* [Challenge 1] Reproduce the passage of the Harris and Hines costs judgment from "SUBMISSIONS RECEIVED FROM" to "single expert witness.".
* [Challenge 2] Write the next part of the Harris and Hines costs judgment, picking up after its last line.
— start of Selected passage —
Harris and Hines

Case

[2007] FamCA 1204

24 September 2007


FAMILY COURT OF AUSTRALIA

HARRIS & HINES [2007] FamCA 1204
FAMILY LAW – COSTS – Husband fails to be cooperative in respect of financial matters – Offer of settlement in more favourable terms than final orders
Family Law Act  1975 (Cth)
APPLICANT: Ms Harris
RESPONDENT: Mr Hines
FILE NUMBER: MLF 30 of 2006
DATE DELIVERED: 24 September 2007
PLACE DELIVERED: Melbourne
JUDGMENT OF: Cronin J
HEARING DATE: By way of written submissions

SUBMISSIONS RECEIVED FROM

SOLICITOR FOR THE APPLICANT: Kell Moore Solicitors Pty Ltd

Orders

Upon reading the written submissions of the wife filed 11 September 2007 and there being no response from the husband

IT IS ORDERED:

  1. That on or before 29 October 2007, the husband pay to the wife the sum of $1320 being approximately one half of the valuation fees of the court-appointed single expert witness.

  2. That on or before 29 October 2007 the husband pay the sum of $1630 being the costs fixed on 28 June 2007.
— end of Selected passage —
— start of Raw records —
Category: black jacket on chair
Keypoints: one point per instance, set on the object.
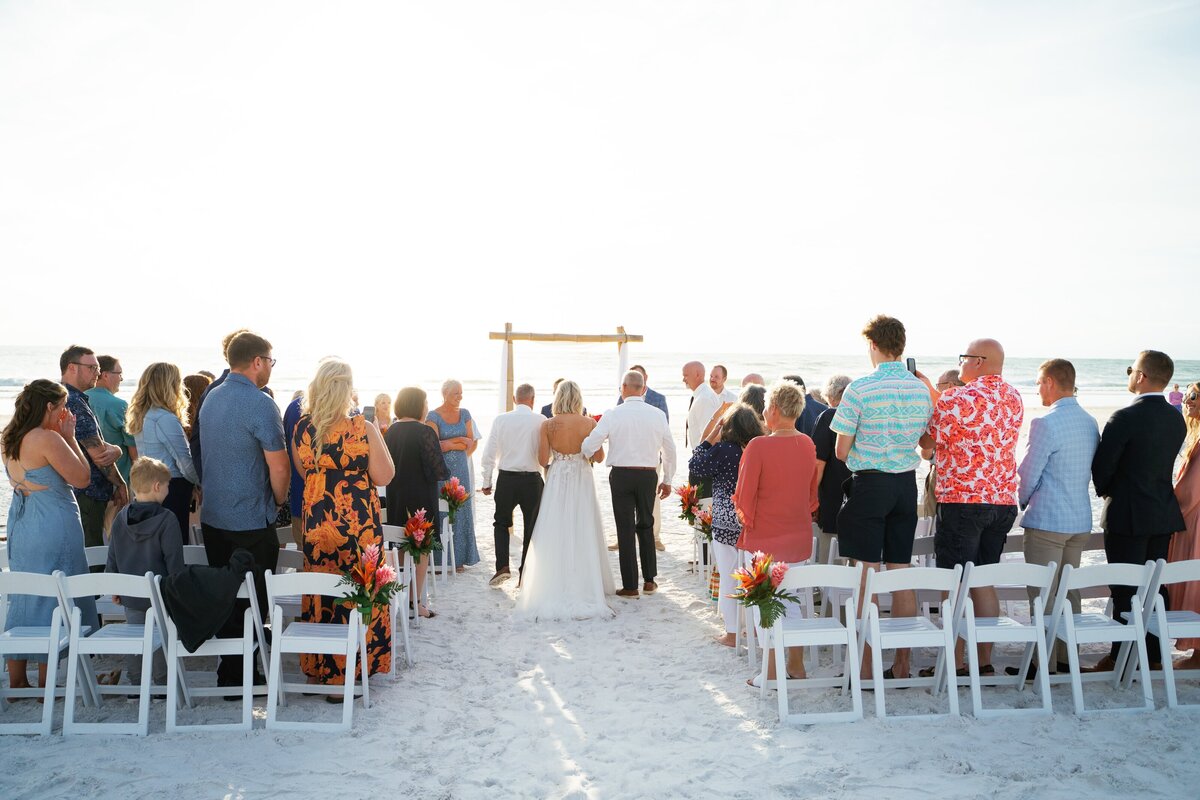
(1133, 468)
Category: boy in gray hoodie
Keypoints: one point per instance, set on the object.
(145, 537)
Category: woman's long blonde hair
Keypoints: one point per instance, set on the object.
(161, 385)
(328, 400)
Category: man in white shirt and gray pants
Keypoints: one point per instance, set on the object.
(637, 435)
(513, 444)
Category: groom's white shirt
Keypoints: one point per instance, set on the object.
(636, 434)
(515, 435)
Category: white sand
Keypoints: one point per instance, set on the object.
(640, 705)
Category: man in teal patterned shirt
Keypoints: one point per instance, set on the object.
(879, 423)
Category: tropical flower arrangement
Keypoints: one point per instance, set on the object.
(455, 494)
(419, 539)
(759, 587)
(688, 507)
(372, 582)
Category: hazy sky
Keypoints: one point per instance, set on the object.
(732, 176)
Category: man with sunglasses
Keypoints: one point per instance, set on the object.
(1132, 470)
(973, 431)
(81, 371)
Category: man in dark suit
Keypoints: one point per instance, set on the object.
(1132, 470)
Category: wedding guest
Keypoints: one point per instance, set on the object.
(383, 411)
(879, 423)
(755, 396)
(1176, 398)
(457, 435)
(813, 407)
(342, 459)
(777, 495)
(420, 467)
(832, 471)
(947, 380)
(295, 483)
(245, 475)
(155, 417)
(43, 459)
(1186, 543)
(109, 411)
(717, 379)
(1132, 470)
(652, 397)
(718, 458)
(193, 439)
(1054, 482)
(658, 401)
(81, 370)
(513, 449)
(640, 439)
(195, 385)
(145, 537)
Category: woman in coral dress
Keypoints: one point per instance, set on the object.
(342, 458)
(1186, 543)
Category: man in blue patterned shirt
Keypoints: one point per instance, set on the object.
(1055, 473)
(879, 423)
(81, 370)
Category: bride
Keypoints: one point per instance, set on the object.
(567, 572)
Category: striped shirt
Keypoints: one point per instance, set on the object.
(886, 411)
(1056, 469)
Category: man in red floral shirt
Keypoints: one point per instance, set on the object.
(975, 429)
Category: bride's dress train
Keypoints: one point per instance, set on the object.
(567, 572)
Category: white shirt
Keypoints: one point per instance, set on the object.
(705, 403)
(636, 434)
(514, 439)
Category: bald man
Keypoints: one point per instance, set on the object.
(973, 433)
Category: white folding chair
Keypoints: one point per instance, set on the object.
(1169, 625)
(391, 536)
(53, 641)
(121, 638)
(179, 691)
(911, 631)
(334, 638)
(97, 555)
(1089, 626)
(814, 631)
(196, 555)
(973, 630)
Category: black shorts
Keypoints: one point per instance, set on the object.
(879, 519)
(971, 531)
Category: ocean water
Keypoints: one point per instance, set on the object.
(1101, 382)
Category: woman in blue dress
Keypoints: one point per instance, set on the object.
(43, 461)
(456, 431)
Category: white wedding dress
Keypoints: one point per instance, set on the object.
(567, 572)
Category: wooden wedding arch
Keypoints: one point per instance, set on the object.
(509, 336)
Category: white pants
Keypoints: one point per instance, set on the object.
(729, 558)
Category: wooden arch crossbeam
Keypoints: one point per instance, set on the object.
(509, 336)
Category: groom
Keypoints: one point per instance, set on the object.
(513, 445)
(636, 434)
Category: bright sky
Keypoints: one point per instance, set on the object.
(730, 176)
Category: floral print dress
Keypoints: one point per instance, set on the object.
(341, 518)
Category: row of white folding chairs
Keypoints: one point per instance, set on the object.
(959, 621)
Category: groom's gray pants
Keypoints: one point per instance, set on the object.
(633, 510)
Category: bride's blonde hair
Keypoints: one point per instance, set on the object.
(329, 398)
(568, 398)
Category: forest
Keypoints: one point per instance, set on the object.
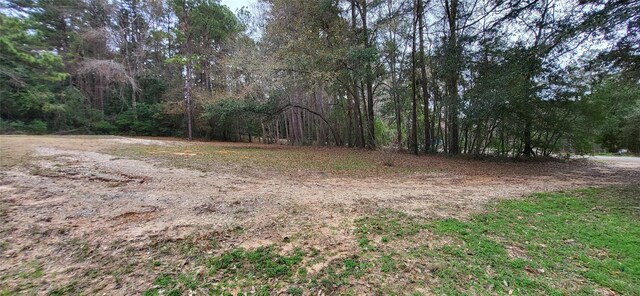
— end of Raw records —
* [Written response 1]
SUBMISSIONS RECEIVED FROM

SOLICITOR FOR THE APPLICANT: Kell Moore Solicitors Pty Ltd

Orders

Upon reading the written submissions of the wife filed 11 September 2007 and there being no response from the husband

IT IS ORDERED:

  1. That on or before 29 October 2007, the husband pay to the wife the sum of $1320 being approximately one half of the valuation fees of the court-appointed single expert witness.

* [Written response 2]
  3. That on or before 29 October 2007, the husband pay the wife’s costs of and incidental to her application for property settlement filed 11 April 2006 as and from (and including) the letter dated 20 February 2007, such costs to be agreed between the parties and failing agreement as determined according to the Family Law Rules 2004 by the Registrar including the costs of the written submissions filed 11 September 2007.

IT IS NOTED that publication of this judgment under the pseudonym Harris & Hines is approved pursuant to s 121(9)(g) of the Family Law Act 1975 (Cth)

FAMILY COURT OF AUSTRALIA AT MELBOURNE

FILE NUMBER: MLF 30 of 2006

MS HARRIS  

Applicant

And

MR HINES  

Respondent

REASONS FOR COSTS JUDGMENT

  1. In this matter I gave a substantive judgment whilst sitting in Albury on circuit.  Orders were made on 29 August 2007. I shall not repeat the details of the orders however I made it abundantly clear that the trial had been made significantly more difficult than it should have been having regard to the fact that the husband failed to make proper or adequate disclosure of his financial position. It is timely to recall that the husband conducted his own case throughout the hearing but that he had been represented by lawyers up until the early part of 2007. The fact that he was so represented in the early stages of the litigation is another basis to say that his lack of cooperation made the process of the wife in conducting these proceedings much more difficult than it should have been.

  2. Section 117 of the Family Law Act1975 (Cth) (“the Act”) sets out that each party should pay their own legal costs unless the Court deems that it is just to make an order otherwise. In determining whether an order should be made and if so what, s 117 goes on to set out the matters to be taken into account.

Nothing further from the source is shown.